- _Stored records_:
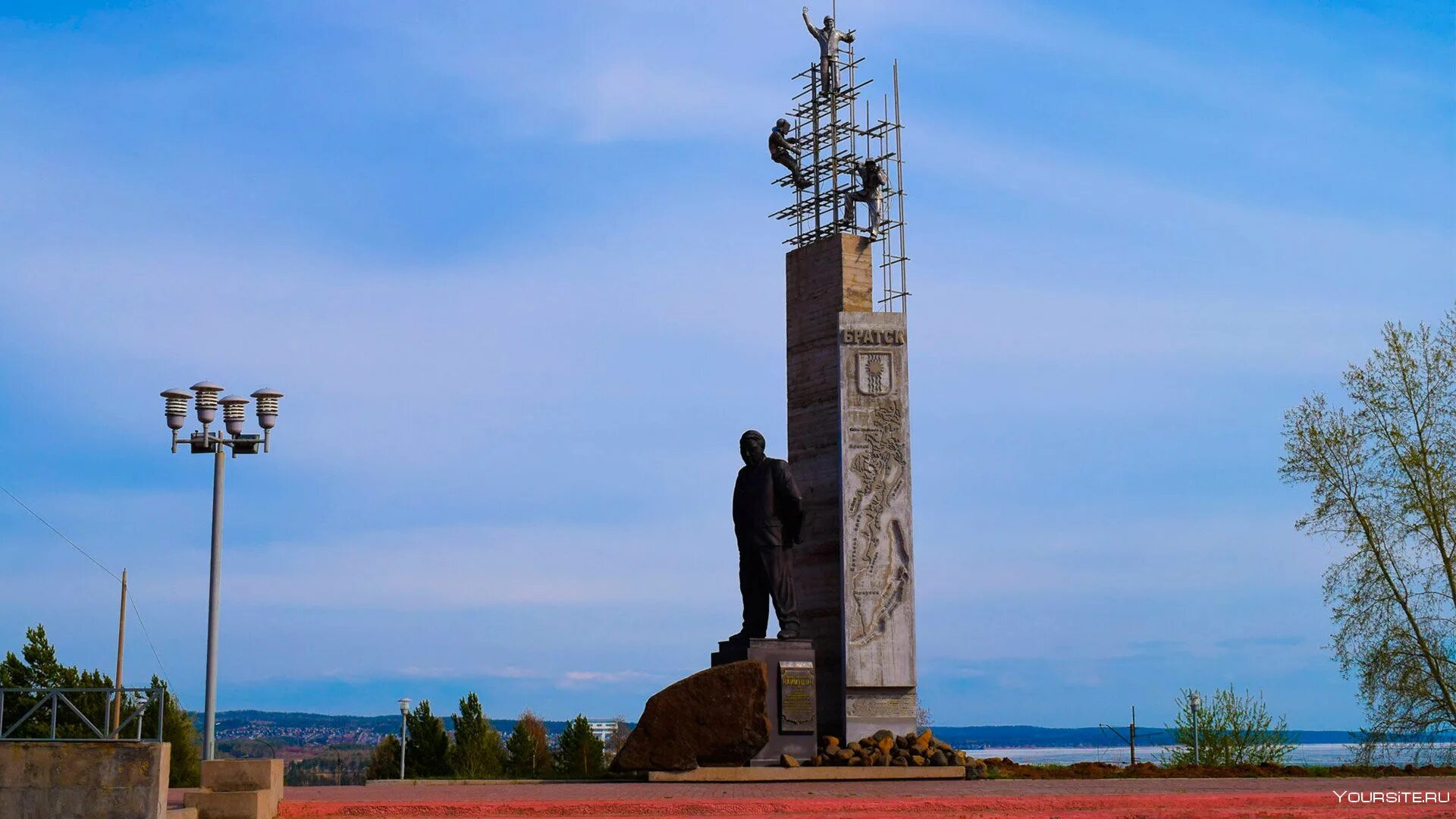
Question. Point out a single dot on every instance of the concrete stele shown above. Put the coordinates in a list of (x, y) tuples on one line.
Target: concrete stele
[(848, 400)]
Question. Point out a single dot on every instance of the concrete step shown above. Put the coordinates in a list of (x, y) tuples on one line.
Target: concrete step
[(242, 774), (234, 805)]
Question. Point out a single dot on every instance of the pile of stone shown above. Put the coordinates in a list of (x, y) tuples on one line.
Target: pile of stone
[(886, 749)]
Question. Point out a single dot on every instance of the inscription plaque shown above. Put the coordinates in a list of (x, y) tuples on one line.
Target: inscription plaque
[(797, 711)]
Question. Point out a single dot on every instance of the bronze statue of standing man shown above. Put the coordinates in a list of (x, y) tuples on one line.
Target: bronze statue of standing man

- _Objective_: Rewrite all of the material above as a numbered list with one line per item, omitting any blank lines. Leave the picture out of your answer.

- _Answer to the task_:
1. Question. Point out a single dot on every instance of the concrete stele shown above. Put the coordinates in a list of (x, y) tuples on one line.
2. Target: concrete stele
3. [(848, 400)]
4. Question. Point out a single dot on every instance of the concrete step shown above. Put the coordinates in a list of (x, y) tuples on one line.
5. Target: concrete step
6. [(242, 774), (234, 805)]
7. Question. Point out a single dot on every instance of the pile of stone shown above. Put the coordinates in a list of (x, y) tuples on one line.
8. Target: pile of stone
9. [(886, 749)]
10. Question. Point out a single dot on every instance of the inscription plaque shown above. Put the coordinates in a list of (x, y) tuples on one line.
11. Target: inscription plaque
12. [(797, 711)]
13. Question. Point out a single dot on every instance of the bronze statue of standing man shown above. Put the coordinates in a list of (x, y) tuples on one line.
14. Target: bronze statue of standing man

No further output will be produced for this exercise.